- **GOAL OF THE EXERCISE**:
Please format the records below as a JSON list of strings, one string per line, skipping blank lines and leaving the pictures out.

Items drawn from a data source
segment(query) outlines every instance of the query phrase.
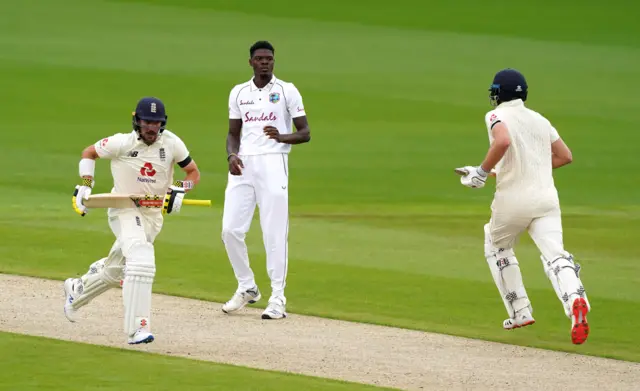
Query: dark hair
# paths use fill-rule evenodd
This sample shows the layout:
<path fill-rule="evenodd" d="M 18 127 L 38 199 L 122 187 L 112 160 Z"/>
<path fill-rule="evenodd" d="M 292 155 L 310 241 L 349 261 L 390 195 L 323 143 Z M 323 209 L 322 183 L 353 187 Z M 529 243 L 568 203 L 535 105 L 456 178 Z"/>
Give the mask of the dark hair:
<path fill-rule="evenodd" d="M 251 48 L 249 48 L 249 56 L 253 57 L 253 53 L 255 53 L 255 51 L 258 50 L 258 49 L 271 50 L 271 52 L 273 54 L 276 54 L 276 50 L 273 48 L 273 45 L 271 45 L 269 42 L 267 42 L 267 41 L 258 41 L 256 43 L 254 43 L 253 45 L 251 45 Z"/>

- **TASK RESULT**:
[
  "segment(query) outlines every instance of the query phrase.",
  "Query: dark hair",
  "# paths use fill-rule evenodd",
  "This sample shows the layout:",
  "<path fill-rule=\"evenodd\" d=\"M 18 127 L 38 199 L 122 187 L 112 160 Z\"/>",
  "<path fill-rule=\"evenodd\" d=\"M 292 155 L 310 241 L 349 261 L 390 195 L 323 143 Z M 323 209 L 322 183 L 353 187 Z M 529 243 L 568 203 L 535 105 L 456 178 Z\"/>",
  "Give the mask of the dark hair:",
  "<path fill-rule=\"evenodd\" d=\"M 251 48 L 249 48 L 249 56 L 253 57 L 253 53 L 255 53 L 255 51 L 258 50 L 258 49 L 271 50 L 271 52 L 273 54 L 276 54 L 276 50 L 273 48 L 273 45 L 271 45 L 269 42 L 267 42 L 267 41 L 258 41 L 256 43 L 254 43 L 253 45 L 251 45 Z\"/>"
]